## ASSIGNED TASK
The lines from the one holding "Would you kindly indicate the bare-chested" to the end of the records below, exactly as written, are the only thing to return.

Stored entries:

*****

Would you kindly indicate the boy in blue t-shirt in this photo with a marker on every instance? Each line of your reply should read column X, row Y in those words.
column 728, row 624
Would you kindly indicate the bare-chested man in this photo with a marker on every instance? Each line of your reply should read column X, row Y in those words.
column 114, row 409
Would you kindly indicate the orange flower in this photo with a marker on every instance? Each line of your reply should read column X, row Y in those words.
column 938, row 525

*****

## TASK RESPONSE
Would you kindly indicate the bare-chested man in this photo with a marker on every instance? Each line of your reply should read column X, row Y in those words.
column 114, row 409
Would you kindly indicate the orange flower in this photo with a marker on every instance? Each line of your reply should read column X, row Y in those words.
column 938, row 525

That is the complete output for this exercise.